Source passage:
┄┄┄┄┄┄┄┄┄┄┄┄┄┄┄┄┄┄┄┄
Personally, I don’t think it’s the visual that makes Moses’ heart skip a beat. It’s the song that Miriam is singing. If you pay attention to the first time Moses hangs out with Rameses after the chariot race, you hear Moses whistling that very same lullaby. He knows the tune well enough that he can whistle it.

How did this happen? Well, the movie diverges a bit from the Old Testament, but if you want to supplement the Bible with this movie, then Exodus 2:7-10 is important. In that passage of the Bible, we learn that Jochebed was Moses’ nurse for the first few years of his life. In that time and region of the world, babies were weaned at a later age - toddlerhood. So Jochebed would have been nursing Moses for about three years before he lived in the palace permanently with Seti I, Tuya, and Rameses II. This means he would have had the chance to form memories about that early childhood lullaby. The average age of first memory is four years old, so it’s not entirely implausible that three year old Moses would have been able to retain this song.

When Miriam starts singing the song, Moses realizes with a jolt where it came from. He learned that lullaby from a Hebrew slave… his true mother.

And so he runs.

Moses Leaves Egypt

In the first interaction between Moses, Miriam, and Aaron, we see Aaron trying to stop Miriam and Moses refusing to listen to either of them.

But the next time Moses sees them, he actually pays attention to Miriam.

Miriam, yet again, is doing something crazy outside of societal regulations. She sees a Hebrew slave being whipped, and she’s shouting out for this to stop. As a slave, she has no authority telling an Egyptian slave driver to quit punishing another slave. But this woman, who acts by her heart rather than by worldly reason, cries out anyway.
┄┄┄┄┄┄┄┄┄┄┄┄┄┄┄┄┄┄┄┄
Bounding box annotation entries
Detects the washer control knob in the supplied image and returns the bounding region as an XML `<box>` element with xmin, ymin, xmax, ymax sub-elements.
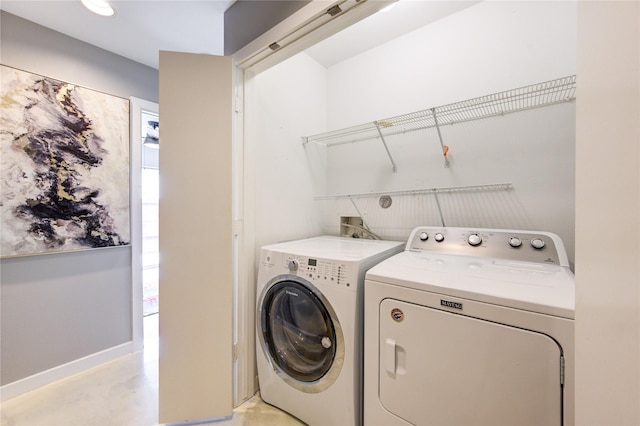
<box><xmin>288</xmin><ymin>259</ymin><xmax>300</xmax><ymax>272</ymax></box>
<box><xmin>467</xmin><ymin>234</ymin><xmax>482</xmax><ymax>247</ymax></box>
<box><xmin>531</xmin><ymin>238</ymin><xmax>544</xmax><ymax>250</ymax></box>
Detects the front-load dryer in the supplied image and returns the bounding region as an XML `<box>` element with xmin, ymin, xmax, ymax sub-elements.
<box><xmin>256</xmin><ymin>236</ymin><xmax>404</xmax><ymax>426</ymax></box>
<box><xmin>364</xmin><ymin>227</ymin><xmax>575</xmax><ymax>426</ymax></box>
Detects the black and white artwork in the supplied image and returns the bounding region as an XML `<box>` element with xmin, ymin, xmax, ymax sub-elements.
<box><xmin>0</xmin><ymin>65</ymin><xmax>130</xmax><ymax>257</ymax></box>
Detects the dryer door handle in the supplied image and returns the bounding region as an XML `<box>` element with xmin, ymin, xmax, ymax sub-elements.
<box><xmin>382</xmin><ymin>339</ymin><xmax>397</xmax><ymax>376</ymax></box>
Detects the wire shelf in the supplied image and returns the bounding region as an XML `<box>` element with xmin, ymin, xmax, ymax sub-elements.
<box><xmin>302</xmin><ymin>75</ymin><xmax>576</xmax><ymax>146</ymax></box>
<box><xmin>314</xmin><ymin>183</ymin><xmax>513</xmax><ymax>201</ymax></box>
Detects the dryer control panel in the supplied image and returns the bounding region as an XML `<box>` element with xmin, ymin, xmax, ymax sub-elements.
<box><xmin>405</xmin><ymin>226</ymin><xmax>569</xmax><ymax>266</ymax></box>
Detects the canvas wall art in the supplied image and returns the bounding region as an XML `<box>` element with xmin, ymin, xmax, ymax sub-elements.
<box><xmin>0</xmin><ymin>65</ymin><xmax>130</xmax><ymax>257</ymax></box>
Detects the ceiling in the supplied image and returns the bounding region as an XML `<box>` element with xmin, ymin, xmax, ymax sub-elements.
<box><xmin>0</xmin><ymin>0</ymin><xmax>477</xmax><ymax>68</ymax></box>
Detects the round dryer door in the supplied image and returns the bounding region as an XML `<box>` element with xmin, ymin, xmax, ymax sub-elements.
<box><xmin>259</xmin><ymin>279</ymin><xmax>344</xmax><ymax>392</ymax></box>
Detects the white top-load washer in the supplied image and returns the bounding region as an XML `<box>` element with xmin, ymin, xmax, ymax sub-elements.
<box><xmin>256</xmin><ymin>236</ymin><xmax>404</xmax><ymax>426</ymax></box>
<box><xmin>364</xmin><ymin>227</ymin><xmax>574</xmax><ymax>426</ymax></box>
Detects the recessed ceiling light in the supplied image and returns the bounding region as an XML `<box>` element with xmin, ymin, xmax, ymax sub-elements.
<box><xmin>380</xmin><ymin>0</ymin><xmax>398</xmax><ymax>12</ymax></box>
<box><xmin>82</xmin><ymin>0</ymin><xmax>115</xmax><ymax>16</ymax></box>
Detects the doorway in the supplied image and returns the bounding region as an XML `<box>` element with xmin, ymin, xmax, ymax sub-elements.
<box><xmin>141</xmin><ymin>115</ymin><xmax>159</xmax><ymax>317</ymax></box>
<box><xmin>130</xmin><ymin>97</ymin><xmax>160</xmax><ymax>357</ymax></box>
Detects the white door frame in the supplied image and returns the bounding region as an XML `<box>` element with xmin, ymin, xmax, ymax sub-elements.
<box><xmin>129</xmin><ymin>97</ymin><xmax>159</xmax><ymax>352</ymax></box>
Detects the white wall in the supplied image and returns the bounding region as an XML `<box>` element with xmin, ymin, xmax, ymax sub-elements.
<box><xmin>246</xmin><ymin>54</ymin><xmax>327</xmax><ymax>250</ymax></box>
<box><xmin>576</xmin><ymin>2</ymin><xmax>640</xmax><ymax>425</ymax></box>
<box><xmin>304</xmin><ymin>2</ymin><xmax>577</xmax><ymax>261</ymax></box>
<box><xmin>327</xmin><ymin>1</ymin><xmax>576</xmax><ymax>125</ymax></box>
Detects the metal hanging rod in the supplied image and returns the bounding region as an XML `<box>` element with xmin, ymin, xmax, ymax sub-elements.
<box><xmin>314</xmin><ymin>183</ymin><xmax>513</xmax><ymax>201</ymax></box>
<box><xmin>302</xmin><ymin>75</ymin><xmax>576</xmax><ymax>149</ymax></box>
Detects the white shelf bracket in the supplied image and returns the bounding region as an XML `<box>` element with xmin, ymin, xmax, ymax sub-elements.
<box><xmin>431</xmin><ymin>108</ymin><xmax>449</xmax><ymax>167</ymax></box>
<box><xmin>373</xmin><ymin>121</ymin><xmax>398</xmax><ymax>173</ymax></box>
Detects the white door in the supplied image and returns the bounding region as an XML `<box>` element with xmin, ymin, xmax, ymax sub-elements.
<box><xmin>379</xmin><ymin>299</ymin><xmax>562</xmax><ymax>426</ymax></box>
<box><xmin>159</xmin><ymin>52</ymin><xmax>233</xmax><ymax>423</ymax></box>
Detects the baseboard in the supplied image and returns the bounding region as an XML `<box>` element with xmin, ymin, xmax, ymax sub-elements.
<box><xmin>0</xmin><ymin>342</ymin><xmax>133</xmax><ymax>402</ymax></box>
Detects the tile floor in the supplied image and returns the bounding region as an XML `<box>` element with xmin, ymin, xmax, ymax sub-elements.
<box><xmin>0</xmin><ymin>315</ymin><xmax>303</xmax><ymax>426</ymax></box>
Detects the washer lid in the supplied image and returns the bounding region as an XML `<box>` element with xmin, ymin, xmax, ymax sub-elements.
<box><xmin>365</xmin><ymin>251</ymin><xmax>575</xmax><ymax>319</ymax></box>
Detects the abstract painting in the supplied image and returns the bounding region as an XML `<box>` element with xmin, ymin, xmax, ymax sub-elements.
<box><xmin>0</xmin><ymin>65</ymin><xmax>130</xmax><ymax>257</ymax></box>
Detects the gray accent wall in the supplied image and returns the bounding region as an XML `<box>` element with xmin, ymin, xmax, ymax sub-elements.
<box><xmin>0</xmin><ymin>11</ymin><xmax>158</xmax><ymax>385</ymax></box>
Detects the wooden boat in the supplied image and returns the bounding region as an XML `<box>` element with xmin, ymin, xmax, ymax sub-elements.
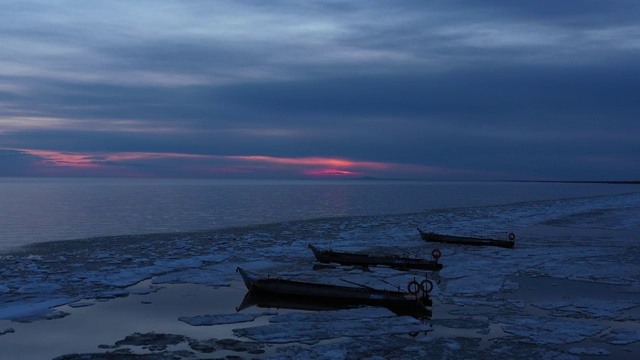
<box><xmin>309</xmin><ymin>244</ymin><xmax>442</xmax><ymax>271</ymax></box>
<box><xmin>236</xmin><ymin>291</ymin><xmax>432</xmax><ymax>319</ymax></box>
<box><xmin>418</xmin><ymin>228</ymin><xmax>516</xmax><ymax>248</ymax></box>
<box><xmin>236</xmin><ymin>268</ymin><xmax>433</xmax><ymax>318</ymax></box>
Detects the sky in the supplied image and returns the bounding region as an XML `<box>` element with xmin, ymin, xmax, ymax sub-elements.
<box><xmin>0</xmin><ymin>0</ymin><xmax>640</xmax><ymax>180</ymax></box>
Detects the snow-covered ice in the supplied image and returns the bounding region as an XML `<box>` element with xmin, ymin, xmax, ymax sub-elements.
<box><xmin>0</xmin><ymin>194</ymin><xmax>640</xmax><ymax>359</ymax></box>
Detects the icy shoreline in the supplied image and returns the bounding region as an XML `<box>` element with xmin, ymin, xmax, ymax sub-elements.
<box><xmin>0</xmin><ymin>195</ymin><xmax>640</xmax><ymax>359</ymax></box>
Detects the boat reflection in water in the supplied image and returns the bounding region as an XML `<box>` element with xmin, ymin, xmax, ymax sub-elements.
<box><xmin>236</xmin><ymin>268</ymin><xmax>432</xmax><ymax>319</ymax></box>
┄┄┄┄┄┄┄┄┄┄┄┄┄┄┄┄┄┄┄┄
Work to do:
1) In the passage about Moses, what does Moses do the first time he hangs out with Rameses after the chariot race?
2) Copy the bounding box entries word for word, starting at the line that contains "Detects the snow-covered" and continuing through the last line of the entries.
The passage about Moses and the entries come from separate, unrelated sources.

Full solutions:
1) He whistles the same lullaby that Miriam sings.

2)
Detects the snow-covered ice in the supplied image and returns the bounding region as an XML `<box>` element with xmin, ymin, xmax, ymax sub-elements.
<box><xmin>0</xmin><ymin>194</ymin><xmax>640</xmax><ymax>359</ymax></box>
Detects the icy shoreline in the supplied image and returns the bounding region as an XML `<box>` element with xmin, ymin, xmax, ymax sub-elements.
<box><xmin>0</xmin><ymin>195</ymin><xmax>640</xmax><ymax>359</ymax></box>
Detects the boat reflection in water in the supplied image and returns the bounding region as an XML `<box>` element with xmin, ymin, xmax, ymax sub-elements.
<box><xmin>236</xmin><ymin>268</ymin><xmax>432</xmax><ymax>319</ymax></box>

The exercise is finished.